++++ Provided material ++++

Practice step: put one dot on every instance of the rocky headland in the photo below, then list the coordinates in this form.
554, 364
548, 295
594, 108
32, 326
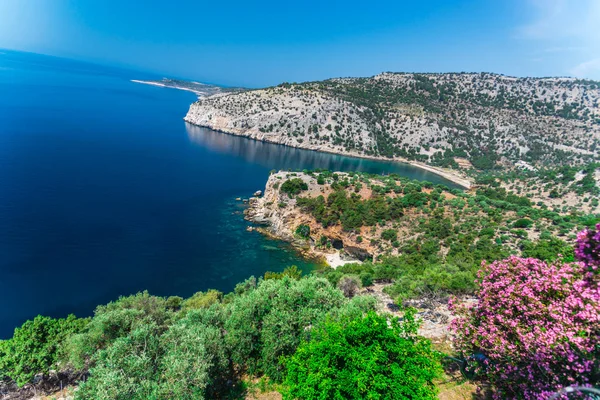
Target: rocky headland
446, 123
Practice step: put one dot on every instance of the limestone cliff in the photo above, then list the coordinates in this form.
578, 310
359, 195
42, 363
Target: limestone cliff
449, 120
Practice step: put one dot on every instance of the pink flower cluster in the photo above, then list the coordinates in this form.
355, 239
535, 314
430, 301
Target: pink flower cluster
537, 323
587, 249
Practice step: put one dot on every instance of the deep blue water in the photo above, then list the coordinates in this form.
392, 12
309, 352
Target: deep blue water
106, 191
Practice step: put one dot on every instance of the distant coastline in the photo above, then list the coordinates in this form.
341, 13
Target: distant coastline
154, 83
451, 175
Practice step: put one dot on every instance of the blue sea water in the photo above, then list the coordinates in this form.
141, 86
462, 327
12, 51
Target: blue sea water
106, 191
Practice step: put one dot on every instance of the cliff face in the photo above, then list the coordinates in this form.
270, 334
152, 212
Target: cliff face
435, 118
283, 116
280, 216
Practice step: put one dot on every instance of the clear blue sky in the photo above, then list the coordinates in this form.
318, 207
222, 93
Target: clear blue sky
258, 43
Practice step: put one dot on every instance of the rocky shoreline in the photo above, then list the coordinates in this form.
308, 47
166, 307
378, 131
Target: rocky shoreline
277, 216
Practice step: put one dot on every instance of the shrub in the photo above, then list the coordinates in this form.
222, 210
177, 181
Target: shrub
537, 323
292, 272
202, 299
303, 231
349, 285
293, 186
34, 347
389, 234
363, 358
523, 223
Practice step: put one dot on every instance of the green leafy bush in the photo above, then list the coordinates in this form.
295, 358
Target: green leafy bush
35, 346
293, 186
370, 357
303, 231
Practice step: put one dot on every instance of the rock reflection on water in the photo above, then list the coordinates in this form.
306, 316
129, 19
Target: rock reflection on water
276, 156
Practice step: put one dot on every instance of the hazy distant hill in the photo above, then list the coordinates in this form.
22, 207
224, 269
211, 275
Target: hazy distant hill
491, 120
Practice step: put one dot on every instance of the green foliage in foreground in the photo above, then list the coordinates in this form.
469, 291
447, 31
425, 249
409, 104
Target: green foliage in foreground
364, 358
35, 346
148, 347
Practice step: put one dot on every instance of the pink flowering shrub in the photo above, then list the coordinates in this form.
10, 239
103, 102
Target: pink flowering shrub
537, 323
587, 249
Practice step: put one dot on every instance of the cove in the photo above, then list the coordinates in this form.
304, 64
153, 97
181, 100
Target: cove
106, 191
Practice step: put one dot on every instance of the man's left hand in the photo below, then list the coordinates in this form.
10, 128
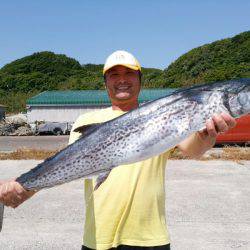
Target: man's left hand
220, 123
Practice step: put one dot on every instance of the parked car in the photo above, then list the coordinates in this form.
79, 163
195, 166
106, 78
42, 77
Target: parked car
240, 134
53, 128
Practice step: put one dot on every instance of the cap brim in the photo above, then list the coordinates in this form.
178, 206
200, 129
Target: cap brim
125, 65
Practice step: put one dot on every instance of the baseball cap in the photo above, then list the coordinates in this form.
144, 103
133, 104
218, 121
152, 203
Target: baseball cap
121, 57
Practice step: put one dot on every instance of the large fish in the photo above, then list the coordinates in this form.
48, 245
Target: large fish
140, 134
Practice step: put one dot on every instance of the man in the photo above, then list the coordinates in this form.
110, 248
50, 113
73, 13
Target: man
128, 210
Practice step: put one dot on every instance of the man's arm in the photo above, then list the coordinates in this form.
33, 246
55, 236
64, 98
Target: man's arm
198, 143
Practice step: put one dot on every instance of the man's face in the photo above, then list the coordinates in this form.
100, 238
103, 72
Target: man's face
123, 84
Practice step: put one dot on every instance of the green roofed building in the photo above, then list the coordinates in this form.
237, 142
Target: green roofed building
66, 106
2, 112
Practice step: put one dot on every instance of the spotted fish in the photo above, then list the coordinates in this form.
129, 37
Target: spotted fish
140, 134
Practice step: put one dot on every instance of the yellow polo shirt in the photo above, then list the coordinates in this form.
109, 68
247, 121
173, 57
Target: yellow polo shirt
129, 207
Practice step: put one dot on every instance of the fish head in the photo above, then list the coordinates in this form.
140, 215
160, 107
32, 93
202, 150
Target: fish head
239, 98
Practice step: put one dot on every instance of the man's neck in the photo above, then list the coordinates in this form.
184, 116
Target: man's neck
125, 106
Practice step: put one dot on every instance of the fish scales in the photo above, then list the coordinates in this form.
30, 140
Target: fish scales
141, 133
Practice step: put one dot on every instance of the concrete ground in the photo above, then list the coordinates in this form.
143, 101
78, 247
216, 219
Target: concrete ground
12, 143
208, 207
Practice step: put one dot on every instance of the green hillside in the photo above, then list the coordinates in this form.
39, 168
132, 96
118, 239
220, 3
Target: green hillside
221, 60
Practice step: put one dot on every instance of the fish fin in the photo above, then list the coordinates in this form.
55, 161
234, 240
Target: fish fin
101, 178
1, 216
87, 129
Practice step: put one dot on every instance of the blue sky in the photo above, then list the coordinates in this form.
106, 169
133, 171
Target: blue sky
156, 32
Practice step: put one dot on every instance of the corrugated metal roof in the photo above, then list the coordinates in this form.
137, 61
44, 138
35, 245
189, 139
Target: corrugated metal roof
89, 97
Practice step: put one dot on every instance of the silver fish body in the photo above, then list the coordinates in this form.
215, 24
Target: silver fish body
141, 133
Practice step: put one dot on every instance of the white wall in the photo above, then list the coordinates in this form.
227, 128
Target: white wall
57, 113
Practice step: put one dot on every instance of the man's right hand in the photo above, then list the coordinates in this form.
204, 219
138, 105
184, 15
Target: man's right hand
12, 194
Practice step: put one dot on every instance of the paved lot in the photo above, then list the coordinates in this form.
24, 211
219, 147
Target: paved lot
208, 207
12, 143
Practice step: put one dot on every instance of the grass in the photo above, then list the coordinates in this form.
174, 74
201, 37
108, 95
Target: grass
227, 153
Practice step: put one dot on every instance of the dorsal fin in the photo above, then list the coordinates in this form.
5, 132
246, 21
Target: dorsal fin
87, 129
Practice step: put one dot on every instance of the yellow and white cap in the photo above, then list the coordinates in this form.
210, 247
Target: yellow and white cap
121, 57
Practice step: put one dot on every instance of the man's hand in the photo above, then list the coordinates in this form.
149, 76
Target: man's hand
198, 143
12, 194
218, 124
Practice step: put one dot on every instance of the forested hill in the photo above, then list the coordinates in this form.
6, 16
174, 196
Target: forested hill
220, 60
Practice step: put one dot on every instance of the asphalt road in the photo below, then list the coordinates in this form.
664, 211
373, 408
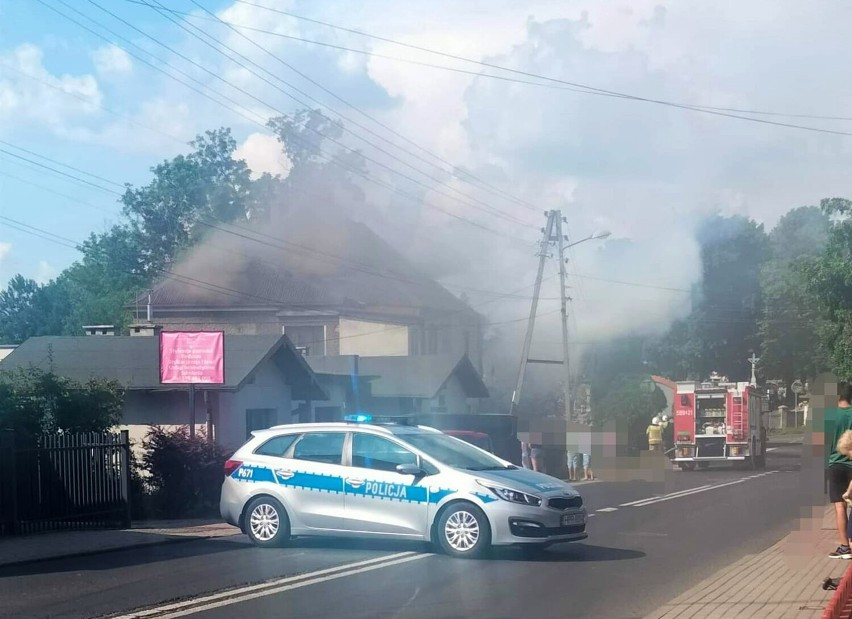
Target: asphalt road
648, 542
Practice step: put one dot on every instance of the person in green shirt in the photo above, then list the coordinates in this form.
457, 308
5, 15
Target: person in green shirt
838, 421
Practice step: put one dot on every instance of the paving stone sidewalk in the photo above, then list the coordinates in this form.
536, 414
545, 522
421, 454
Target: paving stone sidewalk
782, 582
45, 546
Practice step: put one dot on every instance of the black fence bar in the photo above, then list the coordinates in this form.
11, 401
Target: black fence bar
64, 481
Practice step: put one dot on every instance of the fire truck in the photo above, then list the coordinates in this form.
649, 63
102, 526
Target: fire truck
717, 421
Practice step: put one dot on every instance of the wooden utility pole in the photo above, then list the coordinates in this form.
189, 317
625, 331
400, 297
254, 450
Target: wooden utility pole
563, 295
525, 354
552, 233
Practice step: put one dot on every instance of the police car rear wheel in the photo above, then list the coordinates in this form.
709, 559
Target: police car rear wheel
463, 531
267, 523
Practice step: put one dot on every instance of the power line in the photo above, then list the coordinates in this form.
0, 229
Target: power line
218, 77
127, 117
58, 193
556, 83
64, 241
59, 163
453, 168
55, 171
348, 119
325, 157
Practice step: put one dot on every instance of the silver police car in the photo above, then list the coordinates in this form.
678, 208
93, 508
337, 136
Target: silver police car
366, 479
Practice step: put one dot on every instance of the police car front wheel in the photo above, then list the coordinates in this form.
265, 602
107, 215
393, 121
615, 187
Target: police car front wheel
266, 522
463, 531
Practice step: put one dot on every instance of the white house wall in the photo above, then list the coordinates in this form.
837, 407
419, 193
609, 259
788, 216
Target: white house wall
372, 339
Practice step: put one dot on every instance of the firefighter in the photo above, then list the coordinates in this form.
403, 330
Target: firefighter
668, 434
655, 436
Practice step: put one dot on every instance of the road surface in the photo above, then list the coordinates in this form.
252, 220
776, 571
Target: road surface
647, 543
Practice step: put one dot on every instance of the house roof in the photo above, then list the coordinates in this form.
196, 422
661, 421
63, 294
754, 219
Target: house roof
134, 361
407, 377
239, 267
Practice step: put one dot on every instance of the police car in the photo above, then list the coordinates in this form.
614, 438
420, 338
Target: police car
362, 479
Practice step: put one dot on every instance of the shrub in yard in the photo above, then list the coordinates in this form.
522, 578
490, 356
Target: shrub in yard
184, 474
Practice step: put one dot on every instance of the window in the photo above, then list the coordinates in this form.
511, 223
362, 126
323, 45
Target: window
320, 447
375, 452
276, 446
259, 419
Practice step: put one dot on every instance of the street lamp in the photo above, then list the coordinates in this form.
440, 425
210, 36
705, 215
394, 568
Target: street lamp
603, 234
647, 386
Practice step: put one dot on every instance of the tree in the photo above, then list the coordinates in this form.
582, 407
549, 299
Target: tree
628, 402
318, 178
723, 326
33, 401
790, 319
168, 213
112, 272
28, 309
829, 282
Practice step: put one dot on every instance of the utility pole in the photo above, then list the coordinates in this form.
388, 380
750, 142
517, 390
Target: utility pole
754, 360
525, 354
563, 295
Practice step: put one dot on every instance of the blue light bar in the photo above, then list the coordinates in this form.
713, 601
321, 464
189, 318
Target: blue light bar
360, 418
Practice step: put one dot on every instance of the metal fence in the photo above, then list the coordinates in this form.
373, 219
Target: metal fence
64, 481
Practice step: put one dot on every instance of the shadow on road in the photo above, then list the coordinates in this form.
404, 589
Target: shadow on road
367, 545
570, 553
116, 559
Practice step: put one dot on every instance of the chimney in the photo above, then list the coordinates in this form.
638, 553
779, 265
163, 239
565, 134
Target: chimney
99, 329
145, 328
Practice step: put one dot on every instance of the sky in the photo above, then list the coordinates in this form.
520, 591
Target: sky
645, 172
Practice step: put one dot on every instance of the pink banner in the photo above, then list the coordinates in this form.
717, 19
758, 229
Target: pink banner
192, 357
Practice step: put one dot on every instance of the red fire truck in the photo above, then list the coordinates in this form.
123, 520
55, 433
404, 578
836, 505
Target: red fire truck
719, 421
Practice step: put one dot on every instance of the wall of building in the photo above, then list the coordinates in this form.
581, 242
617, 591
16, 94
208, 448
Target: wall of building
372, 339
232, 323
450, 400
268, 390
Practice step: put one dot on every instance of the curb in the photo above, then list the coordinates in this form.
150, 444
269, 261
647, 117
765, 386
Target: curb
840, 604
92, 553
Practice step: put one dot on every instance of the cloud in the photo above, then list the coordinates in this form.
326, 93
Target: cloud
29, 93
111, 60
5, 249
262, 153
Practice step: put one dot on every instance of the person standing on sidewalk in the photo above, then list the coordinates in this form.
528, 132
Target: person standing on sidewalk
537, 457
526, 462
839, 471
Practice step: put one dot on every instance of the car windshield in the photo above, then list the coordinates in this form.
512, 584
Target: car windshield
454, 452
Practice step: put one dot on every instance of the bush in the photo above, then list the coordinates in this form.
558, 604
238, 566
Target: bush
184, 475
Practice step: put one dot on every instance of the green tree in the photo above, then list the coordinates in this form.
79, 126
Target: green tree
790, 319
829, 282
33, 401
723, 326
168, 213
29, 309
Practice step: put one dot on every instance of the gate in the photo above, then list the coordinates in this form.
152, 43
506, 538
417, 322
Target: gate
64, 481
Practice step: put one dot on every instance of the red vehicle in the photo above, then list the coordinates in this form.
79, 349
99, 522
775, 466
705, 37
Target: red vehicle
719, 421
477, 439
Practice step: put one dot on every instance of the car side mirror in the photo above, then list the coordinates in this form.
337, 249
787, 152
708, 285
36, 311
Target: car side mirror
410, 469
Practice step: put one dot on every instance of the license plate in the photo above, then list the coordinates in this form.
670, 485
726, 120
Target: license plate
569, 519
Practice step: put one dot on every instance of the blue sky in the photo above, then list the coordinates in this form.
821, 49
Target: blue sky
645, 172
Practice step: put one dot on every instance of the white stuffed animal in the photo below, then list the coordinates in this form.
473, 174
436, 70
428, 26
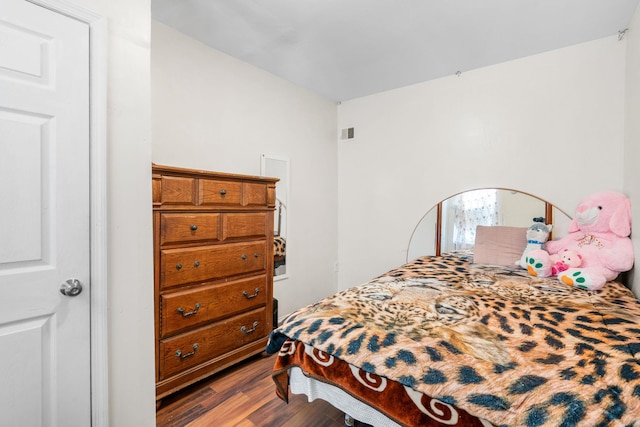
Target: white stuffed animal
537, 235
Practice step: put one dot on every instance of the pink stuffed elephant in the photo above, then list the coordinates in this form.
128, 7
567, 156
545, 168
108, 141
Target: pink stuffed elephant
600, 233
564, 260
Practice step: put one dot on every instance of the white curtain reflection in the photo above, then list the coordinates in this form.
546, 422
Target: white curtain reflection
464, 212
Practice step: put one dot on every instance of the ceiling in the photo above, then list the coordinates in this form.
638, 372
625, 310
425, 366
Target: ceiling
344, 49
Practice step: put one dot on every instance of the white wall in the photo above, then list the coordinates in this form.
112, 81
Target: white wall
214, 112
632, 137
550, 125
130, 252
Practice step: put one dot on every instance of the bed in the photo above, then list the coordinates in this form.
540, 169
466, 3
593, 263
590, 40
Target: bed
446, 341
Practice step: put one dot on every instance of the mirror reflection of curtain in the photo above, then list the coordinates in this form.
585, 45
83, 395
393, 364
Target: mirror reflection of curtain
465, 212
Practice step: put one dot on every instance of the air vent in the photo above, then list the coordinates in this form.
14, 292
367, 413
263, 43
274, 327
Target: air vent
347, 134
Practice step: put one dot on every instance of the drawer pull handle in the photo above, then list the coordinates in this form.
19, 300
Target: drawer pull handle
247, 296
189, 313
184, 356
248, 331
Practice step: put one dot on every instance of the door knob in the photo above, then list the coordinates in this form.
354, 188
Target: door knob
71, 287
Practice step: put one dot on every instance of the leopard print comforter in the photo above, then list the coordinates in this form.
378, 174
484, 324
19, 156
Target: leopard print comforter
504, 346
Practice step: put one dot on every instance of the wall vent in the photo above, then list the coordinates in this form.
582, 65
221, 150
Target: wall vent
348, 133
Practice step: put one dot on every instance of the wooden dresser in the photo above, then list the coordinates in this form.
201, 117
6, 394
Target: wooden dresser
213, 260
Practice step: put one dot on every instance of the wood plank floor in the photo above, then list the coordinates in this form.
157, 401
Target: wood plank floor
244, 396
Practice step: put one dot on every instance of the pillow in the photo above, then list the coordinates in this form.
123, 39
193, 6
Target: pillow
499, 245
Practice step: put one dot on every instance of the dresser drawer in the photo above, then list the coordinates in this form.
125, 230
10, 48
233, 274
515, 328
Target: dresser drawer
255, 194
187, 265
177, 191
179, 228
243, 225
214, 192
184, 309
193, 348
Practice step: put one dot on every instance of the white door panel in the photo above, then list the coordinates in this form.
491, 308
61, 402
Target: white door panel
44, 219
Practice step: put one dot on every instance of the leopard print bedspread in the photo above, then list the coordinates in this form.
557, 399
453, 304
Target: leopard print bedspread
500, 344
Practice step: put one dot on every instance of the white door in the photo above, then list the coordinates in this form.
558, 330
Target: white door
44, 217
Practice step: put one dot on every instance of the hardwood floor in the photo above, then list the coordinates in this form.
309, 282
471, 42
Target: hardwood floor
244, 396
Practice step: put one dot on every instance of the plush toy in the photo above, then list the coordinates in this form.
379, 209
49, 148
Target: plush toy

++++

§ **Task instructions**: If a line in the records above has the word "plush", copy it.

§ **Response for this exercise**:
Practice step: put one dot on every instance of the plush toy in the photo above, then list the coordinates in this form.
Target: plush toy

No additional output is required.